* [Brief] Copy every one of the items below word for word, but leave the pictures out.

* [Exercise material]
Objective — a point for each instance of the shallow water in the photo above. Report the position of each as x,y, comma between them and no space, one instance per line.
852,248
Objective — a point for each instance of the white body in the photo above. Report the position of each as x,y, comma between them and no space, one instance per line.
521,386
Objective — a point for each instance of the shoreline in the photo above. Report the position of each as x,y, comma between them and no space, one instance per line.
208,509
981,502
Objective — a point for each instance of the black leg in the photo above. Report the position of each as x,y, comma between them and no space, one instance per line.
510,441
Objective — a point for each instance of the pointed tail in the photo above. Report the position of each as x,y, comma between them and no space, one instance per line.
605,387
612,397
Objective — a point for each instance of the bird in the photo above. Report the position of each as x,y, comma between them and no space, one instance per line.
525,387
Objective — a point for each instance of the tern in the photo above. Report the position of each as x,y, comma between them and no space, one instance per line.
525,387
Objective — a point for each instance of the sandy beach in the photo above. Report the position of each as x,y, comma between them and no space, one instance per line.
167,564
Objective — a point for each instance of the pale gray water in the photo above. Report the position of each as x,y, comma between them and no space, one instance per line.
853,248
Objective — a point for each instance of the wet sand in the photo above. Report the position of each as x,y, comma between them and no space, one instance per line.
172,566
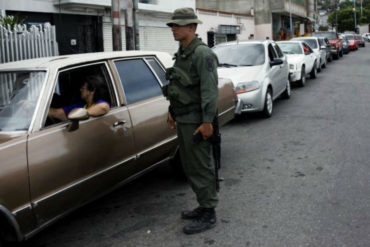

* [Task result]
Objective — a point for each instance of the shallow water in the photo above. Report the position of each as x,y, comma between them and no space, one instance per line.
852,248
Objective — a point for each instance of the white body in the photo above. Report the position of each as x,y, comma between them and no space, one instance per line.
521,386
Objective — a point for each instance of the shoreline in the photo above. Report the position of each as x,y, comma between them and no space, one instance per line.
208,509
981,502
Objective — a point for each instance of the black leg in the photo above. Report the position of each as x,y, comma between them and no space, one instance per line.
510,441
Objective — a point for each instance of the pointed tail in the photo above. Report the position of each as x,y, comma between them and no space, one instance per line.
605,387
612,397
Objective — a point for each instance of the bird in the photo above. Report the position of each as x,y, comma between them and no space, one instance per line.
525,387
Objective — a point for each instance of the tern in the photo above. Report the position of each as x,y, comma between them and no space, one instance per line.
525,387
Objective — a point for each instance of the sandy beach in the photo above. Report the position of each as x,y, comma between them and no space, one instance per line.
167,564
Objective — a point for each instance of the pale gray water in the photo above. Report the position of each as x,y, comma between them and no space, one instance per line.
853,248
Objective — a point for each instance of the wet sand in the photo above. Report the position of each as x,y, comma between them and no space, one instance per line.
172,566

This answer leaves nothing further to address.